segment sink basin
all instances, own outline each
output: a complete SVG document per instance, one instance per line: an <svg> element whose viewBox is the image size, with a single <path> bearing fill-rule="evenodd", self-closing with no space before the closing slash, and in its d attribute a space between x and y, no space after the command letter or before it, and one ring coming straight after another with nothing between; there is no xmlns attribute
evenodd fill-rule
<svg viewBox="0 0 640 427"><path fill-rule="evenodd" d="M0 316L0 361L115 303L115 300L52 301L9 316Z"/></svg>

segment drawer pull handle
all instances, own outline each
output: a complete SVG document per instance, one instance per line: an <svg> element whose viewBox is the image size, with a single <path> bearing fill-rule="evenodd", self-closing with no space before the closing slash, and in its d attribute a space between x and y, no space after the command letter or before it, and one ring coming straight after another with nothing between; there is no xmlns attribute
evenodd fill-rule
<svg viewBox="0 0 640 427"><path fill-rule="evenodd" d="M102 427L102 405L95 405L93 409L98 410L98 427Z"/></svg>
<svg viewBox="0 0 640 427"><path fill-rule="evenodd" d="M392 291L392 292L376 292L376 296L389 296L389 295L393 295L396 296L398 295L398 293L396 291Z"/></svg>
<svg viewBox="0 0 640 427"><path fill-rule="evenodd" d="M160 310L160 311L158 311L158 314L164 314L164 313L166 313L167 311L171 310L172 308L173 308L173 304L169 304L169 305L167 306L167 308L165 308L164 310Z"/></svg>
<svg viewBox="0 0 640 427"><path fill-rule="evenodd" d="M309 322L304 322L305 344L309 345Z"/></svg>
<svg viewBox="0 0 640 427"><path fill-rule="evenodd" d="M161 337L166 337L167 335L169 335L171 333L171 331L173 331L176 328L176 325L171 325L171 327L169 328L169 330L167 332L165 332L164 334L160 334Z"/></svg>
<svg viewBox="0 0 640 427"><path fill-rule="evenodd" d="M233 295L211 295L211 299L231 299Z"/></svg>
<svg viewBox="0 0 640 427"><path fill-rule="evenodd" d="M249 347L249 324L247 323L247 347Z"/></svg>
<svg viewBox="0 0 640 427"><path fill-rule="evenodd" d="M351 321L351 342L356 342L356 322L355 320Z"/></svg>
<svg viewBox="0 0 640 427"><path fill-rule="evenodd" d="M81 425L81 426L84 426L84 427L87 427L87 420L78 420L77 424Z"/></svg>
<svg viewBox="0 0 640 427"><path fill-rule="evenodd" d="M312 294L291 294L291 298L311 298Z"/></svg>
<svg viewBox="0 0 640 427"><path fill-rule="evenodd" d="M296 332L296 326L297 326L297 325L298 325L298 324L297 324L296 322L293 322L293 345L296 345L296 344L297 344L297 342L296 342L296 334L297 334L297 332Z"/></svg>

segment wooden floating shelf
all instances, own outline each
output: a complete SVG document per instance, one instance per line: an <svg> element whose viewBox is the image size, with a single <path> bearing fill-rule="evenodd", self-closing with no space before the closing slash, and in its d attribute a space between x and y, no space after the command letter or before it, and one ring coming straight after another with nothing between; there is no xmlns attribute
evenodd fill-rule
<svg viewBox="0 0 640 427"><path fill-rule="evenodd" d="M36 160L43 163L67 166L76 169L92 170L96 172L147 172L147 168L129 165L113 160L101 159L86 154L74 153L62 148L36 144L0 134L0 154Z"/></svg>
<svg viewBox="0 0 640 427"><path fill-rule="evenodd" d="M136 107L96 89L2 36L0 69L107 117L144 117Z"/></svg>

====

Aim of the task »
Extract the full listing above without alteration.

Answer to the exercise »
segment sink basin
all instances, own outline each
output: a complete SVG document per instance, one instance per line: an <svg> element whose viewBox is the image size, with a single <path> bearing fill-rule="evenodd", self-closing with no space before the closing slash, and in its d attribute a space between x and y, no space after the command letter or before it, and one ring coming straight after another with nothing between; there is no xmlns attribute
evenodd fill-rule
<svg viewBox="0 0 640 427"><path fill-rule="evenodd" d="M0 316L0 361L115 303L115 300L52 301L9 316Z"/></svg>

segment drawer pull handle
all instances, own outline each
output: a complete SVG document per instance, one instance per line: an <svg> element whose viewBox is the image size, with a single <path> bearing fill-rule="evenodd", self-closing with no space before the closing slash, and in its d attribute a space between x and y, no space after the command letter or before it, and one ring coming straight after another with nothing between; there is no xmlns attribute
evenodd fill-rule
<svg viewBox="0 0 640 427"><path fill-rule="evenodd" d="M102 427L102 405L95 405L93 409L98 410L98 427Z"/></svg>
<svg viewBox="0 0 640 427"><path fill-rule="evenodd" d="M392 291L392 292L376 292L376 296L389 296L389 295L393 295L396 296L398 295L398 293L396 291Z"/></svg>
<svg viewBox="0 0 640 427"><path fill-rule="evenodd" d="M160 310L160 311L158 311L158 314L164 314L164 313L166 313L167 311L171 310L172 308L173 308L173 304L169 304L169 305L167 306L167 308L165 308L164 310Z"/></svg>
<svg viewBox="0 0 640 427"><path fill-rule="evenodd" d="M309 322L304 322L305 344L309 345Z"/></svg>
<svg viewBox="0 0 640 427"><path fill-rule="evenodd" d="M161 337L166 337L167 335L169 335L171 333L171 331L173 331L176 328L176 325L171 325L171 327L169 328L169 330L167 332L165 332L164 334L160 334Z"/></svg>
<svg viewBox="0 0 640 427"><path fill-rule="evenodd" d="M233 295L211 295L211 299L231 299Z"/></svg>
<svg viewBox="0 0 640 427"><path fill-rule="evenodd" d="M249 347L249 324L247 323L247 347Z"/></svg>
<svg viewBox="0 0 640 427"><path fill-rule="evenodd" d="M351 321L351 342L356 342L356 322L355 320Z"/></svg>
<svg viewBox="0 0 640 427"><path fill-rule="evenodd" d="M81 425L81 426L84 426L84 427L87 427L87 420L78 420L77 424Z"/></svg>
<svg viewBox="0 0 640 427"><path fill-rule="evenodd" d="M312 294L291 294L291 298L311 298Z"/></svg>
<svg viewBox="0 0 640 427"><path fill-rule="evenodd" d="M296 332L296 326L297 326L297 325L298 325L298 324L297 324L296 322L293 322L293 345L296 345L296 344L297 344L297 342L296 342L296 334L297 334L297 332Z"/></svg>

segment wooden floating shelf
all instances, own outline each
output: a complete SVG document per instance, one instance per line: an <svg> element whose viewBox is the image size, with a single <path> bearing fill-rule="evenodd", self-closing with no space before the closing slash, and in its d attribute a space between x and y, no space after the command letter or before it, and one ring coming straight after another with nothing between; there is no xmlns attribute
evenodd fill-rule
<svg viewBox="0 0 640 427"><path fill-rule="evenodd" d="M36 160L43 163L67 166L76 169L92 170L96 172L147 172L147 168L129 165L113 160L101 159L86 154L74 153L62 148L36 144L0 134L0 154Z"/></svg>
<svg viewBox="0 0 640 427"><path fill-rule="evenodd" d="M136 107L96 89L2 36L0 69L107 117L144 117Z"/></svg>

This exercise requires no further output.